[WHAT IS BEING ASKED] Copy exactly, no pictures: every line from the one that contains "Your task: point to each instance of the building" through the end of the entries below.

[RECORDS FOR THE EXERCISE]

-------------------------

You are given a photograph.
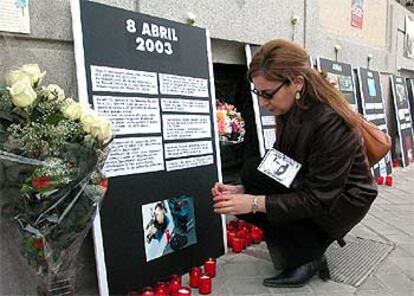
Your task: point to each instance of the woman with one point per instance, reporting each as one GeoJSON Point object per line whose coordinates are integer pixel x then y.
{"type": "Point", "coordinates": [333, 188]}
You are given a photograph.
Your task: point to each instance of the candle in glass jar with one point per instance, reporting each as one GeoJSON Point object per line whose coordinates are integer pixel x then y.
{"type": "Point", "coordinates": [210, 267]}
{"type": "Point", "coordinates": [147, 292]}
{"type": "Point", "coordinates": [184, 291]}
{"type": "Point", "coordinates": [174, 286]}
{"type": "Point", "coordinates": [204, 284]}
{"type": "Point", "coordinates": [237, 245]}
{"type": "Point", "coordinates": [161, 290]}
{"type": "Point", "coordinates": [195, 276]}
{"type": "Point", "coordinates": [176, 277]}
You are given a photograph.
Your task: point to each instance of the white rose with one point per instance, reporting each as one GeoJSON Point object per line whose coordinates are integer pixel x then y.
{"type": "Point", "coordinates": [54, 92]}
{"type": "Point", "coordinates": [34, 72]}
{"type": "Point", "coordinates": [89, 120]}
{"type": "Point", "coordinates": [102, 131]}
{"type": "Point", "coordinates": [22, 94]}
{"type": "Point", "coordinates": [16, 75]}
{"type": "Point", "coordinates": [71, 109]}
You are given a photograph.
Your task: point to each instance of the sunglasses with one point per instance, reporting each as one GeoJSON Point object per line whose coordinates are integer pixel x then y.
{"type": "Point", "coordinates": [268, 95]}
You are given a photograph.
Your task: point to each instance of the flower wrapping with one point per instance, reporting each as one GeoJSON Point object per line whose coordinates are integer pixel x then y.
{"type": "Point", "coordinates": [52, 150]}
{"type": "Point", "coordinates": [230, 123]}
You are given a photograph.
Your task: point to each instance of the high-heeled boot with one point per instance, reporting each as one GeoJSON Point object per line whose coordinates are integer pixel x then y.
{"type": "Point", "coordinates": [299, 276]}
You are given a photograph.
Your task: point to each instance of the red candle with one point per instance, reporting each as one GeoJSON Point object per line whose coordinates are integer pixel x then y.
{"type": "Point", "coordinates": [204, 285]}
{"type": "Point", "coordinates": [184, 291]}
{"type": "Point", "coordinates": [210, 267]}
{"type": "Point", "coordinates": [230, 236]}
{"type": "Point", "coordinates": [388, 181]}
{"type": "Point", "coordinates": [174, 285]}
{"type": "Point", "coordinates": [380, 180]}
{"type": "Point", "coordinates": [249, 239]}
{"type": "Point", "coordinates": [147, 292]}
{"type": "Point", "coordinates": [233, 224]}
{"type": "Point", "coordinates": [176, 277]}
{"type": "Point", "coordinates": [161, 289]}
{"type": "Point", "coordinates": [195, 276]}
{"type": "Point", "coordinates": [241, 224]}
{"type": "Point", "coordinates": [230, 227]}
{"type": "Point", "coordinates": [237, 245]}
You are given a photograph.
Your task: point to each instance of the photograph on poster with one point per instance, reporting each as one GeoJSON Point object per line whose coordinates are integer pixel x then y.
{"type": "Point", "coordinates": [371, 88]}
{"type": "Point", "coordinates": [409, 146]}
{"type": "Point", "coordinates": [268, 120]}
{"type": "Point", "coordinates": [123, 80]}
{"type": "Point", "coordinates": [130, 115]}
{"type": "Point", "coordinates": [345, 83]}
{"type": "Point", "coordinates": [279, 167]}
{"type": "Point", "coordinates": [400, 92]}
{"type": "Point", "coordinates": [169, 226]}
{"type": "Point", "coordinates": [333, 78]}
{"type": "Point", "coordinates": [269, 135]}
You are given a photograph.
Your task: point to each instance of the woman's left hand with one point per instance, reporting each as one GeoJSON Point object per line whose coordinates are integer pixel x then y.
{"type": "Point", "coordinates": [234, 204]}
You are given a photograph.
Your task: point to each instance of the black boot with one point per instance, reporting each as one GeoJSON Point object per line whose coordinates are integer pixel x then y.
{"type": "Point", "coordinates": [298, 277]}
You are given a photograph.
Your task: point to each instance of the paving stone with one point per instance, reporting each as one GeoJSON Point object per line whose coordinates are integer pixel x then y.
{"type": "Point", "coordinates": [250, 286]}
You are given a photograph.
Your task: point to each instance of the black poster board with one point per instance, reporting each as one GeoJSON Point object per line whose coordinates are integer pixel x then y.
{"type": "Point", "coordinates": [372, 106]}
{"type": "Point", "coordinates": [403, 119]}
{"type": "Point", "coordinates": [153, 79]}
{"type": "Point", "coordinates": [341, 75]}
{"type": "Point", "coordinates": [265, 120]}
{"type": "Point", "coordinates": [410, 89]}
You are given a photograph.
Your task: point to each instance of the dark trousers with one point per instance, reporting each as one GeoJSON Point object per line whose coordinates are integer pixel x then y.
{"type": "Point", "coordinates": [290, 244]}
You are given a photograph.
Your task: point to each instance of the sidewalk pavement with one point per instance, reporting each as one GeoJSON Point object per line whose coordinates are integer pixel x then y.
{"type": "Point", "coordinates": [390, 219]}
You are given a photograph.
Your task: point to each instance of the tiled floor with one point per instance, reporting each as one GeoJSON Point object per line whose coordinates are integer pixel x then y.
{"type": "Point", "coordinates": [391, 219]}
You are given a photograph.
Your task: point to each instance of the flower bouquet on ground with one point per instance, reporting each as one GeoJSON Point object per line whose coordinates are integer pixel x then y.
{"type": "Point", "coordinates": [51, 152]}
{"type": "Point", "coordinates": [230, 124]}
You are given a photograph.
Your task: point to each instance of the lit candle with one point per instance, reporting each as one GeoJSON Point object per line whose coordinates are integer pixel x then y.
{"type": "Point", "coordinates": [388, 181]}
{"type": "Point", "coordinates": [257, 234]}
{"type": "Point", "coordinates": [161, 290]}
{"type": "Point", "coordinates": [380, 180]}
{"type": "Point", "coordinates": [241, 224]}
{"type": "Point", "coordinates": [237, 245]}
{"type": "Point", "coordinates": [147, 292]}
{"type": "Point", "coordinates": [195, 276]}
{"type": "Point", "coordinates": [184, 291]}
{"type": "Point", "coordinates": [176, 277]}
{"type": "Point", "coordinates": [230, 236]}
{"type": "Point", "coordinates": [210, 267]}
{"type": "Point", "coordinates": [175, 284]}
{"type": "Point", "coordinates": [249, 239]}
{"type": "Point", "coordinates": [204, 284]}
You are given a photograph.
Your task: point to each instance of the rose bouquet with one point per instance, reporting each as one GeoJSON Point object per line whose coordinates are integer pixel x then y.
{"type": "Point", "coordinates": [51, 152]}
{"type": "Point", "coordinates": [230, 123]}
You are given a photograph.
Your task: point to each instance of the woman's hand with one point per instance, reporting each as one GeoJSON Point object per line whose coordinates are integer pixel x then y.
{"type": "Point", "coordinates": [220, 188]}
{"type": "Point", "coordinates": [234, 204]}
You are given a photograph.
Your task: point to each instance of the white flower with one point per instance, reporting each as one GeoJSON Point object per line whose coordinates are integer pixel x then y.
{"type": "Point", "coordinates": [54, 92]}
{"type": "Point", "coordinates": [22, 94]}
{"type": "Point", "coordinates": [16, 75]}
{"type": "Point", "coordinates": [102, 131]}
{"type": "Point", "coordinates": [33, 71]}
{"type": "Point", "coordinates": [71, 109]}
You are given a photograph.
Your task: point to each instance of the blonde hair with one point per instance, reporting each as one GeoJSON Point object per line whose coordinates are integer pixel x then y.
{"type": "Point", "coordinates": [282, 60]}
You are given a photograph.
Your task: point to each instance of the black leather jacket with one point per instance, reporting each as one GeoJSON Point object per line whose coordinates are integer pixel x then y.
{"type": "Point", "coordinates": [334, 186]}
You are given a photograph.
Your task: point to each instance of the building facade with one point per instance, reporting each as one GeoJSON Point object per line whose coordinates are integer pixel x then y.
{"type": "Point", "coordinates": [319, 25]}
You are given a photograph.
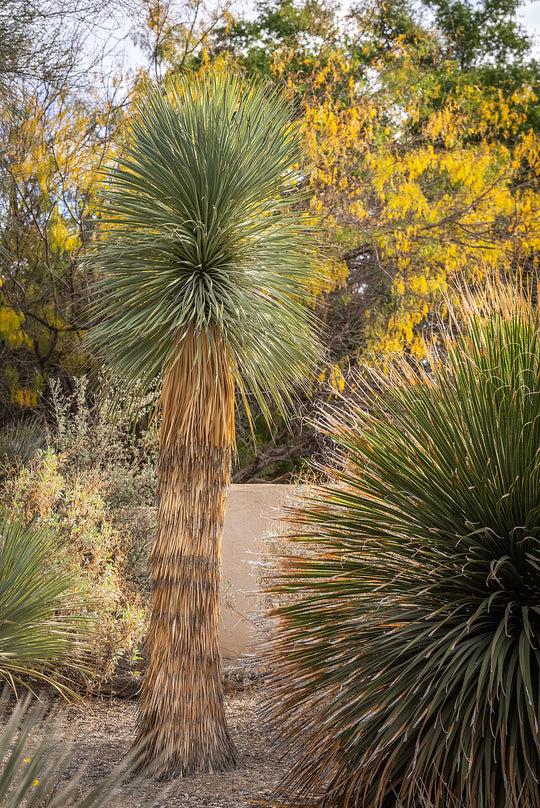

-------------------------

[REPLY]
Your task: point to each instance of the building facade with one point per instance, reporting each as one GeoJSON Point object per line whose coordinates are integer pixel x then y.
{"type": "Point", "coordinates": [319, 25]}
You are given a photograph.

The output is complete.